== Problem to work on ==
Put every line of the records below into a numbered list. Skip blank lines and leave the pictures out.

[Saved dataset items]
►
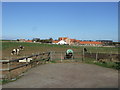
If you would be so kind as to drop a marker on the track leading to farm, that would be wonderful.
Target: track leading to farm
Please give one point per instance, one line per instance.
(67, 75)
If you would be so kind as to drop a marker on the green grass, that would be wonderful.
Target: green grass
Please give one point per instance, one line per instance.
(107, 64)
(114, 50)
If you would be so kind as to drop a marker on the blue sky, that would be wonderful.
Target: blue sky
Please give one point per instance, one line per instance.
(78, 20)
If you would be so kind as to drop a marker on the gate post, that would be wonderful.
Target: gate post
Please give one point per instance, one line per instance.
(83, 54)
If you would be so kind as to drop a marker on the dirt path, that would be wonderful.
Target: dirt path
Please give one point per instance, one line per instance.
(67, 75)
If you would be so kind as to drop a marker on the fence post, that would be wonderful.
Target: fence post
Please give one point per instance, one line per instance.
(96, 56)
(83, 54)
(61, 57)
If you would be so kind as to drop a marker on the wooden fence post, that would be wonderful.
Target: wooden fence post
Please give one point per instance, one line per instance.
(96, 56)
(51, 55)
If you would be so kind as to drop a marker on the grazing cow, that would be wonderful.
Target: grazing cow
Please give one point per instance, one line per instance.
(21, 47)
(15, 51)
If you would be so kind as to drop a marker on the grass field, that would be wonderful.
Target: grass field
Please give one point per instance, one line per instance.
(31, 48)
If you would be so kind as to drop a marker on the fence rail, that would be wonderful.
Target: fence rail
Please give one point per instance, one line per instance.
(9, 67)
(13, 68)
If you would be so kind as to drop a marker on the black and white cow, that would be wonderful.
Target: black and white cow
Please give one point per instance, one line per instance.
(21, 47)
(15, 51)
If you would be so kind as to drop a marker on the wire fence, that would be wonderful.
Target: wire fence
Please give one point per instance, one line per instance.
(14, 68)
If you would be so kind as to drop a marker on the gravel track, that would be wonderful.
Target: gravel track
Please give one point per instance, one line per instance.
(67, 75)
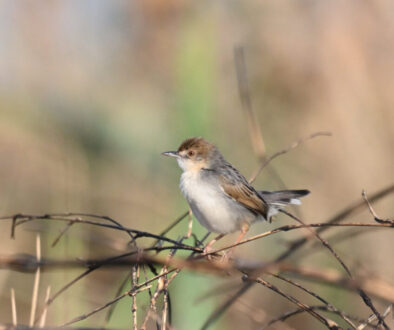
◄
== Complete response ==
1. If you would be so kind as to drop a marker on the track leading to farm, that would be wonderful.
2. Target: track leading to farm
3. Please give one point per instance, one line per instance.
4. (67, 75)
5. If you would be so kind as to drop a marker on the green grass, that would be wonderful.
6. Target: green grass
7. Please give one point per instance, one line per instance.
8. (107, 64)
9. (114, 50)
10. If you would be so kind as to drop a marker on the blue sky, that would be wonderful.
11. Target: blue sky
12. Please give one point per instance, one line per instance.
13. (78, 20)
14. If you would be so kind as to drop a marker on the gate post, that would be wonderful.
15. Target: gate post
16. Please give one point per instance, one line per instance.
17. (83, 54)
18. If you would be so kind as to drop a marker on the dirt path, that would be wonderful.
19. Target: dirt path
20. Please give one point per instance, one line per instance.
21. (67, 75)
22. If you would be so kind as to drop a marker on the fence post, that would be wonderful.
23. Target: fence post
24. Please give one point per instance, one line per instance.
25. (96, 56)
26. (83, 54)
27. (61, 57)
28. If you would be so kind as to drop a marker on the wooden fence post, that would be wonderful.
29. Target: wooden fence post
30. Please give one point per instance, one line per instance.
31. (96, 56)
32. (51, 55)
33. If you would be so kind as to drop a marker on the grazing cow, that would be wonderful.
34. Target: grazing cow
35. Please give one point per instance, one line per instance.
36. (21, 47)
37. (15, 51)
38. If you would be so kind as to drop a marker on the grass field, that would be wonderful.
39. Target: grass field
40. Please give one point per instance, one line per instance.
41. (31, 48)
42. If you would be so kind as to drop a marker on the fence rail, that would be wonderful.
43. Target: fence rail
44. Please give one point per instance, one line per instance.
45. (9, 67)
46. (13, 68)
47. If you would be so kind as to drop a marker on the black and white cow, that would be wonderful.
48. Target: black and white cow
49. Please give one point per instance, one line per instance.
50. (21, 47)
51. (15, 51)
52. If you would be so kind as to drop a marker on the wire fence, that would be wonderful.
53. Target: wire fence
54. Please give one point per instance, one line per instance.
55. (14, 68)
56. If you would be so kind as to drop a marker on the gravel track, that would be wonderful.
57. Target: gravel track
58. Please give one point per instance, one line per instance.
59. (67, 75)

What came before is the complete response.